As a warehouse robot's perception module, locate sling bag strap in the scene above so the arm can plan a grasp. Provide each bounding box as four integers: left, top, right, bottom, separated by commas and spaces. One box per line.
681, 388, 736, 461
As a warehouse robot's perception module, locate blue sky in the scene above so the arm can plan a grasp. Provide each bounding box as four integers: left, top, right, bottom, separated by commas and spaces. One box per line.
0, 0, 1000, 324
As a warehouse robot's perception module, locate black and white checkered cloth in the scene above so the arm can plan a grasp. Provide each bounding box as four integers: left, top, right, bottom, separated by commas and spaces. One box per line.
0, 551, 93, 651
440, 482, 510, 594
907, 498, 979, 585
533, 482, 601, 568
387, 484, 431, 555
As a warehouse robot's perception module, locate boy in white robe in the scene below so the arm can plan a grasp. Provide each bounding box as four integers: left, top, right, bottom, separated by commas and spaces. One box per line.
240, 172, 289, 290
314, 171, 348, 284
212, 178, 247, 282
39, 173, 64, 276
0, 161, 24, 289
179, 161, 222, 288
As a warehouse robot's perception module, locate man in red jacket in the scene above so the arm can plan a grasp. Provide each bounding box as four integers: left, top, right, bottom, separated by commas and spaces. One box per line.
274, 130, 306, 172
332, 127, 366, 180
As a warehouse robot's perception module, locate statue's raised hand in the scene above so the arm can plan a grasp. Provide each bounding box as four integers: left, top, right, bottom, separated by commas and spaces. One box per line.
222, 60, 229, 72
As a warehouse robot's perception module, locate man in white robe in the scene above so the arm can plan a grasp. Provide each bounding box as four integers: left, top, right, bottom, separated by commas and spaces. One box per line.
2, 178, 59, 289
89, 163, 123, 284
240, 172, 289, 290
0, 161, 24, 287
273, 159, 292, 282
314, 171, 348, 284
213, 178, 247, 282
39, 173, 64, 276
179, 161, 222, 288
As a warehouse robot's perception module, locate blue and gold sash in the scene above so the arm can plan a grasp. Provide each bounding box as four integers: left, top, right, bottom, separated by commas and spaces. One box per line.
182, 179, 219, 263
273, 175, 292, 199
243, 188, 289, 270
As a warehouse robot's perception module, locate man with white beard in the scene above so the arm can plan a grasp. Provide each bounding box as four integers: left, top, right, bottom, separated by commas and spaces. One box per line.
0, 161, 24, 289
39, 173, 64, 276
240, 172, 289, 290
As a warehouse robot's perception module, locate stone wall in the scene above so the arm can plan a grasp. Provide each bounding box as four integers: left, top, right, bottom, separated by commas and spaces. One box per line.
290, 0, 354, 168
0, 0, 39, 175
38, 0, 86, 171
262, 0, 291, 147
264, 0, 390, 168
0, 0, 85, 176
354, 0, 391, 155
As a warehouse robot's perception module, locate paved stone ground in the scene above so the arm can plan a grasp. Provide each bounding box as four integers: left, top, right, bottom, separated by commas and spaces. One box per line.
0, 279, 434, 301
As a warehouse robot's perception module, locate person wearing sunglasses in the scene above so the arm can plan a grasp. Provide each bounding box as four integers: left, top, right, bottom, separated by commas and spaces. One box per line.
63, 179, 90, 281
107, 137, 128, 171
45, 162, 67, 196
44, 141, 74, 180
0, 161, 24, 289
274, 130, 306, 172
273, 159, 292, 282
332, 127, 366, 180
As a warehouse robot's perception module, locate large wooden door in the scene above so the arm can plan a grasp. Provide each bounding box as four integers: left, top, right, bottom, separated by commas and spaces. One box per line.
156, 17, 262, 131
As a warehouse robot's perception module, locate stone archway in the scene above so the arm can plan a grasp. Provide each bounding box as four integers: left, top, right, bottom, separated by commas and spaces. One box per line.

★ ★ ★ ★ ★

*THE PROBLEM:*
Rewrite all of the material above as a numbered list, one line per item, with any blank lines dropped.

*WRITTEN SOLUTION:*
1. As a warehouse robot's perception module, locate sling bag strap in the scene above so the arm can plan a grasp. Provide each bounding box as four integers: left, top, right, bottom, separated by commas and spaces. One box per line.
2. 681, 388, 736, 461
3. As a warehouse robot's perception module, locate blue sky in the scene above so the arm can plan a grasp. Provide each bounding box as four integers: left, top, right, bottom, separated by commas and spaces. One box per line.
4. 0, 0, 1000, 324
5. As a warehouse robot's perception module, locate black and white checkered cloth in the scene above so the arm can plan a grasp. Provide each bounding box as four integers: left, top, right, bottom, separated by commas and spaces. One box per line.
6. 0, 551, 93, 651
7. 440, 482, 510, 594
8. 907, 498, 979, 585
9. 533, 482, 601, 568
10. 387, 484, 431, 555
11. As a warehouse robot's perception module, locate boy in white robe in the scene below so the arm can plan a grasp. Provide each bounding box as four integers: left, top, right, bottom, separated by commas and spaces. One box per line.
12. 240, 172, 289, 290
13. 314, 171, 348, 284
14. 212, 178, 247, 282
15. 39, 173, 64, 276
16. 0, 161, 24, 289
17. 179, 161, 222, 288
18. As a warehouse robot's perception module, locate man in red jacket in the scene above so the arm can plan a grasp. Provide each bounding box as four integers: left, top, right, bottom, separated by commas and spaces. One box per line.
19. 274, 130, 306, 172
20. 332, 127, 366, 180
21. As a warehouse robot's perception module, locate statue's raised hand in the scene above so the arm can plan a grasp. Provide each bounding box as four integers: left, top, right, bottom, separated by commas and spaces. One box per line.
22. 222, 60, 229, 72
23. As a warehouse robot's perception module, locate man in white robe in the scene above so the arm can plan a grasp. Provide each bounding box as four integers: left, top, right, bottom, separated by commas and spaces. One box per line.
24. 2, 178, 59, 289
25. 89, 163, 123, 284
26. 240, 172, 289, 290
27. 0, 161, 24, 287
28. 273, 159, 292, 282
29. 314, 171, 348, 284
30. 213, 178, 247, 282
31. 39, 173, 64, 276
32. 179, 161, 222, 288
33. As a warehouse robot's perception module, locate blue and gold sash in the scene above so the arm can plan a grasp. Provide each bounding box as four integers: left, top, right, bottom, separated by commas and spaces. One box per line.
34. 182, 179, 219, 263
35. 273, 175, 292, 199
36. 243, 188, 289, 270
37. As a warehouse robot's perception module, locate man with white beard in the scene above so the arm can plan a grasp. Provide each bounding box as four integers: left, top, right, bottom, separated by commas and spaces. One box per line.
38. 0, 161, 24, 289
39. 39, 173, 64, 276
40. 240, 172, 289, 290
41. As a warehouse robot's perception module, locate stone wall in the scene above so the arm can plan a grasp. Provide each bounding box as four integers: left, top, right, bottom, separated by commas and spaces. One box per line.
42. 290, 0, 354, 168
43. 0, 0, 39, 175
44. 38, 0, 86, 171
45. 262, 0, 291, 147
46. 264, 0, 390, 168
47. 0, 0, 85, 176
48. 354, 0, 391, 155
49. As a warehouse robot's perception module, locate paved stone ground in the scene above so the arm can plan a grasp. Provide each bounding box as four integers: left, top, right, bottom, separated by commas and spaces. One box per line.
50. 0, 279, 434, 301
51. As a warehouse robot's perception module, locate person wearing sunglasses in the scene above so the arm can plan a grasp. Provide each bounding box as four integers: left, top, right, bottom, separated by commas and spaces. One box per line.
52. 63, 179, 90, 281
53. 107, 137, 128, 171
54. 45, 162, 67, 196
55. 44, 141, 74, 180
56. 0, 161, 24, 289
57. 274, 130, 306, 172
58. 273, 159, 292, 282
59. 332, 127, 366, 180
60. As a warehouse robot's perception module, locate large wooden door in the scene above so the arm can plan a grasp. Provide each bounding box as four integers: left, top, right, bottom, separated by commas and spaces. One box per line.
61. 156, 17, 262, 131
62. As a warehouse robot's perception module, locate stone archway in the scene above so the arm can plan a grasp. Provide each bounding box as four integers: left, top, right, bottom, separated by commas and spaces. One box per line.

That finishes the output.